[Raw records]
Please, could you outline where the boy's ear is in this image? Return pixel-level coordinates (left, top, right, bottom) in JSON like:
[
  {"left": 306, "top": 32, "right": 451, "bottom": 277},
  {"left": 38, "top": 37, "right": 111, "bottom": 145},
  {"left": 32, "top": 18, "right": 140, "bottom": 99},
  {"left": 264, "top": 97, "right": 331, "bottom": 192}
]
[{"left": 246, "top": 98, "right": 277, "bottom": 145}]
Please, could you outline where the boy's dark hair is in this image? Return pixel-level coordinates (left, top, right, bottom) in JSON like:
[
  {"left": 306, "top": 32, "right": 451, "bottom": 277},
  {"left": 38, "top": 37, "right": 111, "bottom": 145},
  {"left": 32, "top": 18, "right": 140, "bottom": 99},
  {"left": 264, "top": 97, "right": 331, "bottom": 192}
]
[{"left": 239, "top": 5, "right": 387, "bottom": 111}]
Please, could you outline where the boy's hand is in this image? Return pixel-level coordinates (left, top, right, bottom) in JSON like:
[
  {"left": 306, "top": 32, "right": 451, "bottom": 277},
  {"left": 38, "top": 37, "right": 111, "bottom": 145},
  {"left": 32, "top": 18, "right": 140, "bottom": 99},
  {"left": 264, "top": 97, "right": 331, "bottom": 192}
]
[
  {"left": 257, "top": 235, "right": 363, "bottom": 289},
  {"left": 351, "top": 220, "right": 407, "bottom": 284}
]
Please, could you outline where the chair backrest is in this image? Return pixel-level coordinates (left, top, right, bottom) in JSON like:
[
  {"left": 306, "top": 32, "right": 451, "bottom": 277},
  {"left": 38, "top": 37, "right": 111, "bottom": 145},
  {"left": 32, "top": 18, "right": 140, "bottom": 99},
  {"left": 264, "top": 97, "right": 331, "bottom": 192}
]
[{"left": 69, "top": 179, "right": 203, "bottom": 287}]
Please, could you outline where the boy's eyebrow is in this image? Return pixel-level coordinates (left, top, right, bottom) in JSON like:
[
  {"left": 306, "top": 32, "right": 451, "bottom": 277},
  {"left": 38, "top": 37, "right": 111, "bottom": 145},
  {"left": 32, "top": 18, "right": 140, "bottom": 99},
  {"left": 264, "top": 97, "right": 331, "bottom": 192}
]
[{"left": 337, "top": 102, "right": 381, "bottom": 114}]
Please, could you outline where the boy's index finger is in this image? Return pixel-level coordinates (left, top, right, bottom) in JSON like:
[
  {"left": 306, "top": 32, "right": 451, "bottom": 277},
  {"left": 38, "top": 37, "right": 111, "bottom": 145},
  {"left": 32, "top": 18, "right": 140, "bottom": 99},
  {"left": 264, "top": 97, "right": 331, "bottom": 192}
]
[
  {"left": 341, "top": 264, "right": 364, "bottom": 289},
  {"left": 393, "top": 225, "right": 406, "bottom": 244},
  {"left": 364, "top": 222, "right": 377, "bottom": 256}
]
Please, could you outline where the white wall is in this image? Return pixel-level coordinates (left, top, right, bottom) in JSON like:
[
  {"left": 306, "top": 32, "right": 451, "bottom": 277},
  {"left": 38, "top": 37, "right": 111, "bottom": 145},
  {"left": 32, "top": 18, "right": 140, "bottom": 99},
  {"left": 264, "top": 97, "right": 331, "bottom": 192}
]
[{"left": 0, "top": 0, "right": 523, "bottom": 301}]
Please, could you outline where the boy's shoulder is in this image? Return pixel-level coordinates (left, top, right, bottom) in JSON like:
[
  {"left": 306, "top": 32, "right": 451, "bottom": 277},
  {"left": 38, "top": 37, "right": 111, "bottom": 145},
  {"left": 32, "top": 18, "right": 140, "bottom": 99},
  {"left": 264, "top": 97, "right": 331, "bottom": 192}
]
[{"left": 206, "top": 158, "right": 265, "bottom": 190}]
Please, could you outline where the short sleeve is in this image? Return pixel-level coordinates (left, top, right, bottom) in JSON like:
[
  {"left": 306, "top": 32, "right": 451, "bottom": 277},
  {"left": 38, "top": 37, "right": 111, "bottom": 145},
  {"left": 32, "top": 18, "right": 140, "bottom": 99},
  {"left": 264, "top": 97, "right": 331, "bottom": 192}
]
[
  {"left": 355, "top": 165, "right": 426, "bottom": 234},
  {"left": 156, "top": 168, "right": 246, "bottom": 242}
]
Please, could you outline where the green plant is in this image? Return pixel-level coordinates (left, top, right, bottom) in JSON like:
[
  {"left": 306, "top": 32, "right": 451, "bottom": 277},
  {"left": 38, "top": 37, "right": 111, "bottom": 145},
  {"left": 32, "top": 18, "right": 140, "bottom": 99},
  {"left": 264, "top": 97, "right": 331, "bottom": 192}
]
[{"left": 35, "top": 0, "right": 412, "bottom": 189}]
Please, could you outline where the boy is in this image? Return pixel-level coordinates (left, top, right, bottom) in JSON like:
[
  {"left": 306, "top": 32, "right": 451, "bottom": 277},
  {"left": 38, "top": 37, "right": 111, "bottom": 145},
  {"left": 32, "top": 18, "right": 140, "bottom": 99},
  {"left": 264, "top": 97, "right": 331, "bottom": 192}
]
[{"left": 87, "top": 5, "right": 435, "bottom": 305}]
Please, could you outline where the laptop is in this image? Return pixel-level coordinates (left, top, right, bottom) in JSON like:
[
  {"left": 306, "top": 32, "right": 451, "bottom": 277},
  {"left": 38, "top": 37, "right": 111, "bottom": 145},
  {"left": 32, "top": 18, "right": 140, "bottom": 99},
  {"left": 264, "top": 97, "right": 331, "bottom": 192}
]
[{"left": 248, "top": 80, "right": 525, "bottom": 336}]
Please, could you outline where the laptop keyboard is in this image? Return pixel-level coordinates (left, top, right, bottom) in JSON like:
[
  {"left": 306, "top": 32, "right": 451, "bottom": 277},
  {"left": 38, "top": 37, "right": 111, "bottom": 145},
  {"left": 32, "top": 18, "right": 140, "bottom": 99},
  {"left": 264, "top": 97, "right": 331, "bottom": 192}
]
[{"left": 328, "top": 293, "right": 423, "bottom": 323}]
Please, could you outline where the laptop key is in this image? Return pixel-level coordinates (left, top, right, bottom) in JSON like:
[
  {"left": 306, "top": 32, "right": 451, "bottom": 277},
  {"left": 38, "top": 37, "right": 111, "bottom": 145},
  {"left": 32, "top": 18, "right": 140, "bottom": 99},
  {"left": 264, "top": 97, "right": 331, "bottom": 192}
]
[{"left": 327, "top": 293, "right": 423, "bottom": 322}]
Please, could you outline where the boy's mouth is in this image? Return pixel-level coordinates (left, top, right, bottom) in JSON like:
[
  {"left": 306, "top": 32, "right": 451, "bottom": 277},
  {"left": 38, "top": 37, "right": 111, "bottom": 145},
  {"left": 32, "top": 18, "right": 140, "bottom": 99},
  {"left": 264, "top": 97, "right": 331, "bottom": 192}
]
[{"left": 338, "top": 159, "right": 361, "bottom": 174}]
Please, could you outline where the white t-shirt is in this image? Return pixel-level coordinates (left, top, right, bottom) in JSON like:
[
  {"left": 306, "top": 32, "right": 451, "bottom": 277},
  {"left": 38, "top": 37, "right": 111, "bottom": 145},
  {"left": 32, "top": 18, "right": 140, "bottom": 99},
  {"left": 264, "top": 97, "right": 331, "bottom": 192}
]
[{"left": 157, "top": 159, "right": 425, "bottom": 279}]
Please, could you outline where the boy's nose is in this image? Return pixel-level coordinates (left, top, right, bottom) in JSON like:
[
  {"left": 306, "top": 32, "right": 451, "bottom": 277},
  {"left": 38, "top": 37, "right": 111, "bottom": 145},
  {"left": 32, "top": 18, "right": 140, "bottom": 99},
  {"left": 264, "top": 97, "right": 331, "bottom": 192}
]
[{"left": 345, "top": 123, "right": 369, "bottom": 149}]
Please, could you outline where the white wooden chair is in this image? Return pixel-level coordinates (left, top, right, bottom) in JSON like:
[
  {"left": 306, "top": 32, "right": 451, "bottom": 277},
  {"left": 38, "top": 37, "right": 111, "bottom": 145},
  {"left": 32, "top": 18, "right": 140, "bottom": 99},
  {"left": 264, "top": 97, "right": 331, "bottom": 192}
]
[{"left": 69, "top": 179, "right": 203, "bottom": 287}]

# WHAT TO WORK ON:
Pick out every line of the entries above that contains the word "chair", matching case exactly.

# SOLUTION:
Please, could you outline where the chair backrest is in this image? Return pixel-level coordinates (left, top, right, bottom) in JSON like:
Please, could you outline where the white wooden chair is in this image? Return pixel-level coordinates (left, top, right, bottom) in JSON like:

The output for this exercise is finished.